Provide only the number of lines in the records where "wheel" appears.

TASK INPUT ▸

□ □ □ □ □ □ □

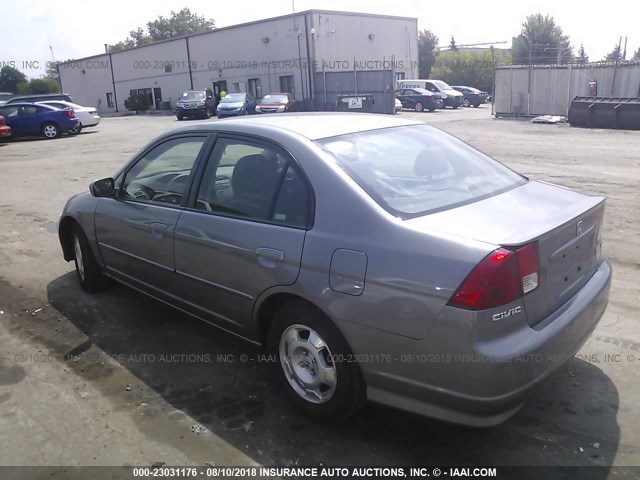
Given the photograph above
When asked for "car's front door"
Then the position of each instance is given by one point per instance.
(135, 229)
(244, 232)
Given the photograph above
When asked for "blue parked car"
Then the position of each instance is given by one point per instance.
(30, 120)
(236, 104)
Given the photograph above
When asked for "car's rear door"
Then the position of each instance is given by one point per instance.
(135, 229)
(244, 230)
(11, 118)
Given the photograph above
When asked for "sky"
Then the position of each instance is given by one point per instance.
(80, 29)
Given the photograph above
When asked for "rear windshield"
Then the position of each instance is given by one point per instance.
(441, 85)
(275, 98)
(414, 170)
(234, 98)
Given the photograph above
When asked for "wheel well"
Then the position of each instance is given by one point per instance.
(270, 306)
(65, 231)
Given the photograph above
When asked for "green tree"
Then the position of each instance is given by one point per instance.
(452, 44)
(51, 70)
(614, 55)
(472, 68)
(12, 80)
(44, 85)
(177, 24)
(582, 55)
(541, 41)
(427, 52)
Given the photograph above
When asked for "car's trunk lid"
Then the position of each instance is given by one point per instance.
(565, 224)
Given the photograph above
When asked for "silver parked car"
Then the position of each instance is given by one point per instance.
(374, 257)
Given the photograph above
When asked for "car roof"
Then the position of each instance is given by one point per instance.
(27, 104)
(312, 125)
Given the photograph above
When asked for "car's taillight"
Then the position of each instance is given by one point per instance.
(500, 278)
(528, 266)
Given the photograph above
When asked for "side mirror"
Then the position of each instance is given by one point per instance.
(104, 187)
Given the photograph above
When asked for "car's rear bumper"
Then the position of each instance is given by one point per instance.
(485, 382)
(186, 112)
(90, 122)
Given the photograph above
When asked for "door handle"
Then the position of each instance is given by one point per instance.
(158, 230)
(270, 254)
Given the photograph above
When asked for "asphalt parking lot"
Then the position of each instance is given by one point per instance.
(118, 379)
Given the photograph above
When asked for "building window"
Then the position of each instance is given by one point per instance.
(145, 92)
(286, 84)
(255, 88)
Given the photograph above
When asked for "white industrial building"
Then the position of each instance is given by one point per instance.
(315, 55)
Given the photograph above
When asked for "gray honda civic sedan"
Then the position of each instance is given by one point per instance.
(374, 257)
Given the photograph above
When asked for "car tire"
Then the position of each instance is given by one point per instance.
(90, 276)
(339, 392)
(75, 131)
(50, 130)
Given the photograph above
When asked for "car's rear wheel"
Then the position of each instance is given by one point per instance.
(51, 130)
(314, 363)
(90, 276)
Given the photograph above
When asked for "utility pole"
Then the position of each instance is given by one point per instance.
(529, 81)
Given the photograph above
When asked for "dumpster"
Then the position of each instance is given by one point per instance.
(355, 103)
(605, 112)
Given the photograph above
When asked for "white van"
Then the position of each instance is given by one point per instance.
(450, 97)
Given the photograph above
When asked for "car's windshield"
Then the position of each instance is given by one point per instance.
(275, 99)
(193, 96)
(233, 98)
(415, 170)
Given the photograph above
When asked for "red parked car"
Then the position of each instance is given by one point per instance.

□ □ □ □ □ □ □

EXERCISE RESULT ▸ 2